Repeat each record below exactly as it is written.

[Records from a dataset]

--*--

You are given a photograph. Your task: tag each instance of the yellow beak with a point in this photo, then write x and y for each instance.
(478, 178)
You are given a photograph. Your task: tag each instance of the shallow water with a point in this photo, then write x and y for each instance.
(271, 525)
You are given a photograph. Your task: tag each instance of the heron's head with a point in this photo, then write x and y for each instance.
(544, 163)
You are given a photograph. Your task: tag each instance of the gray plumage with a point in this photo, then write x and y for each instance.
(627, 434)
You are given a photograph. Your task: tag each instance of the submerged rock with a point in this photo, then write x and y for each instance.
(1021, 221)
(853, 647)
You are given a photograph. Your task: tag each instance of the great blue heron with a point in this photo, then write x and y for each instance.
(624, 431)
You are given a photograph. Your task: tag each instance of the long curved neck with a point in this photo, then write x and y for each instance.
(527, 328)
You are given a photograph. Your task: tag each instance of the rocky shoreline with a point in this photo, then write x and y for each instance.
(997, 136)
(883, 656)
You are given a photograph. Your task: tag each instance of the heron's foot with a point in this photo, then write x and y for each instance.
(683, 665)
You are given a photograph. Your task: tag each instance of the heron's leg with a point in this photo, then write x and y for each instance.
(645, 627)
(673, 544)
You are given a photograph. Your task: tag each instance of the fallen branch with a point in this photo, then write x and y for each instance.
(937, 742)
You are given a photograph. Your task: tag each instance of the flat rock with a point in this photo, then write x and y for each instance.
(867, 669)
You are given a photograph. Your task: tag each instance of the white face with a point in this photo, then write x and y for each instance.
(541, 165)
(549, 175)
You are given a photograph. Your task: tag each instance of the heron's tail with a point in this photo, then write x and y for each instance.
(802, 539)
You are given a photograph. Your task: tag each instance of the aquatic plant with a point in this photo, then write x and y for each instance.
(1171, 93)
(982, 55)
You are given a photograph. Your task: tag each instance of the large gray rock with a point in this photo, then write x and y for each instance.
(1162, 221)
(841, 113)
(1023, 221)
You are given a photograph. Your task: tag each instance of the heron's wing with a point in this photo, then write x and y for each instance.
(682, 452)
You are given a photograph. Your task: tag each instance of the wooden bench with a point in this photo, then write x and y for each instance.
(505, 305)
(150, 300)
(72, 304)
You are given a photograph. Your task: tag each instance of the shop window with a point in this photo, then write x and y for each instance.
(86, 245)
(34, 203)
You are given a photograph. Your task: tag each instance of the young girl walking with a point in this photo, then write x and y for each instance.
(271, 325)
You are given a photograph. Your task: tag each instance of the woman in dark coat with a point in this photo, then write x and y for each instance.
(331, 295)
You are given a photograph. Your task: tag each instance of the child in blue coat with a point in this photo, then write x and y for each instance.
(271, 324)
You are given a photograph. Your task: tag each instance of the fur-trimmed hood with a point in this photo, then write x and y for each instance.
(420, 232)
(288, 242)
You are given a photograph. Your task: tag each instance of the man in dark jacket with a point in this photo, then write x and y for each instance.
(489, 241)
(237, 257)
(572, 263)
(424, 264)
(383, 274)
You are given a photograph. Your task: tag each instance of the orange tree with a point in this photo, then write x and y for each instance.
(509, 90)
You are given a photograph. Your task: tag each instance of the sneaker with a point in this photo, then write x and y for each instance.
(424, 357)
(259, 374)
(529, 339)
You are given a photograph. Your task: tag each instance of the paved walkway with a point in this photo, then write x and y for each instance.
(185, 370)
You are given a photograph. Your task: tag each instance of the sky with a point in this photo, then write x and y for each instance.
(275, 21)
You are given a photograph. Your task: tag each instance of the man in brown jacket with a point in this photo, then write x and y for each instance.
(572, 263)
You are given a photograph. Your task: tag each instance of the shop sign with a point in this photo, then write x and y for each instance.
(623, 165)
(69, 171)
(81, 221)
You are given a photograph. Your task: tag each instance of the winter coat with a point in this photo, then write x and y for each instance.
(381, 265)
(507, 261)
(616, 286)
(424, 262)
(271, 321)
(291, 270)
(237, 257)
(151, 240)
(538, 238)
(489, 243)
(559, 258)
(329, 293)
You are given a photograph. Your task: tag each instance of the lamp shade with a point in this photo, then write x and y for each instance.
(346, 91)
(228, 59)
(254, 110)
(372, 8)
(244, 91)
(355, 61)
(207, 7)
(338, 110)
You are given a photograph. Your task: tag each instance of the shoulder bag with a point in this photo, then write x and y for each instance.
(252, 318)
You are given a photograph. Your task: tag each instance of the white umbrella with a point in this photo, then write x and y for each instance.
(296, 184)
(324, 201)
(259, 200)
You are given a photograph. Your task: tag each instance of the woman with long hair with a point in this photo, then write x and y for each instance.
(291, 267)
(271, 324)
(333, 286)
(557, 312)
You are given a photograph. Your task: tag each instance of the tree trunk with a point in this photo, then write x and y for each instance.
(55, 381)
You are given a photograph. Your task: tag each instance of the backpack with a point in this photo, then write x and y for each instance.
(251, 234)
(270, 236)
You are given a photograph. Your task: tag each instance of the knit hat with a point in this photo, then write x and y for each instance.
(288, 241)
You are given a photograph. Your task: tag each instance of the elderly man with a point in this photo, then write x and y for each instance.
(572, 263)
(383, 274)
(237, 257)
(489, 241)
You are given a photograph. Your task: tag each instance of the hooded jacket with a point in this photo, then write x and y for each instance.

--*--

#### [Written reply]
You are given a photograph. Your task: tag each instance of the yellow beak with a point in this photo, then write x and y for each instance.
(478, 178)
You are given a photograph. Your task: tag each instance of the shallow water with a point in this photo, then write x and y for each instance.
(271, 525)
You are given a photograph. Your task: tag each instance of the heron's head with a point in this photo, then write x and y for each instance.
(544, 163)
You are given a photograph. Your task: tag each instance of the gray plumage with a point in this photo, then write x and y for each instance.
(627, 434)
You are given a photograph. Your task: tag each instance of the submerged rock with a point in this photo, then write x and y for each instance.
(1021, 221)
(853, 647)
You are given a photograph. Your task: tag each instance of the great blue heron with a point in this photo, then write x and y for each instance.
(624, 431)
You are given a photograph. Your task: tag each instance of the long curved neck with a point in this photo, then write x and y for each instance.
(527, 328)
You are given a photograph. Your task: tag each instance of the rocky shoreline with a point in this photo, then write x and y for each instance.
(997, 136)
(883, 656)
You are given a photograph. Your task: tag each instance of the heron's foot with a point in this photo, then write x and y for each instance.
(683, 665)
You are given a photograph. Your task: tag each instance of the heron's leg with a point in this photo, then write x and y for each instance.
(645, 627)
(673, 544)
You are given a photograph. Your task: tag each instance of the fallen branch with a point in this photo, then write x and y for each instance.
(937, 742)
You are given a photograph. Your task: tag each instance of the flat rock with a point in this photo, then write x and y for each instance.
(867, 669)
You are given a photograph. Your task: tag each instance of the white face with a point in this photo, then write x and y for each instance.
(541, 165)
(549, 175)
You are given a photograph. Your task: tag each instance of the heron's tail with a point in this photo, then write x and y for each instance.
(802, 539)
You are given a photograph. Your task: tag each instance of the aquatic plant with a point in this photo, then write x and y for each instance.
(1171, 93)
(982, 55)
You are given a photograph. Your task: tag each instance of the large gray rock with a point in this photo, then write x and y for each instance.
(1162, 221)
(841, 113)
(1023, 221)
You are given a photograph. Your task: tag each instance of the heron's wing with a point in this photo, then write x and y for each instance.
(682, 452)
You are given a photograph. Your task: tag each instance of the wooden bench with a point in this photo, then write x and y for each instance.
(505, 305)
(150, 300)
(72, 304)
You are given a photograph. Your task: tag each instance of the shop window with a point in this photo, then write x and y for each instance.
(86, 245)
(34, 203)
You are given a photograph. Your task: tag each instance of the young girl walking with a point in this photo, then write x and y for each instance.
(271, 325)
You are given a photograph. Your task: tag each instance of the woman in dark coat with a point in this photo, then write x and y for each instance.
(331, 295)
You are given a photograph. Your task: tag each instance of the child in blue coat with a point in this photo, then write x and y for each instance.
(271, 324)
You are given a photograph. Your task: tag each instance of the fur-trimmed hood with a point in this photo, then write x and y for each instance.
(420, 232)
(288, 242)
You are given a photograph. Your task: tag each instance of the man in dark jacket with a point in this photo, then write x and y for each instance.
(489, 241)
(237, 257)
(572, 263)
(424, 264)
(383, 274)
You are given a photograph. Your task: tag each instance of the orange tree with a point in this photo, then write x and y for each instance.
(509, 90)
You are given a photograph. Your task: tag each instance of the sneaker with a point in this photo, then write x and y for each instance.
(424, 357)
(259, 374)
(529, 339)
You are given a photograph. Your task: tag each instance of the paved walkway with a point in this photo, then write x and y for each instance.
(185, 370)
You are given a photograph. Your task: tag each instance of the sky with a point in this photo, then write x and y for each instance.
(275, 21)
You are given a photograph. Your task: tag each instance of the man in brown jacket with a point in this photo, then write x and y for each instance.
(572, 263)
You are given a photograph. Your task: tag each instance of the shop sign with a point in this photo, then write x and y for each instance.
(623, 165)
(69, 171)
(81, 221)
You are given a photograph. Your task: tag each instance of the winter coat with a point in this photo, then write x and y for each instance.
(381, 265)
(507, 261)
(616, 286)
(424, 262)
(271, 321)
(291, 270)
(237, 257)
(151, 240)
(538, 238)
(489, 243)
(559, 258)
(329, 293)
You are given a photograph. Your task: tag each instance of the lamp shade with a point in this photo, then write x and y for each instance.
(346, 91)
(228, 59)
(254, 110)
(372, 8)
(244, 91)
(355, 61)
(207, 7)
(338, 110)
You are given a photograph. Your task: tag each instance of the shoulder bag with a point in this photo, then write x and y for each instance.
(252, 318)
You are given a photograph. Your task: tag each instance of the white umbrella with a point in this photo, then write x and y for each instance.
(296, 184)
(324, 201)
(259, 200)
You are given a photograph. Your task: tag each instance of the woman with long hair with a point in this photo, then write x and y for each instance.
(291, 267)
(271, 324)
(333, 286)
(557, 312)
You are given a photograph. Your task: tag each instance of the tree trunk with a point in this photo, then write x and y for each instance.
(55, 381)
You are given a photograph. Your task: tag each instance of the backpack with a point in this photo, then write x and y for each instance.
(251, 234)
(270, 236)
You are given a photograph. Your task: tag each instance of the knit hat with a point in this photo, then write x and y for each instance.
(288, 241)
You are given a photograph. Your task: tag each instance of the elderly man with a point in this photo, then write x and y for each instance.
(572, 263)
(383, 274)
(237, 257)
(489, 241)
You are given a photograph. Your task: tag each instance of the hooded jacket with a point in this photo, then write x and y for each instance.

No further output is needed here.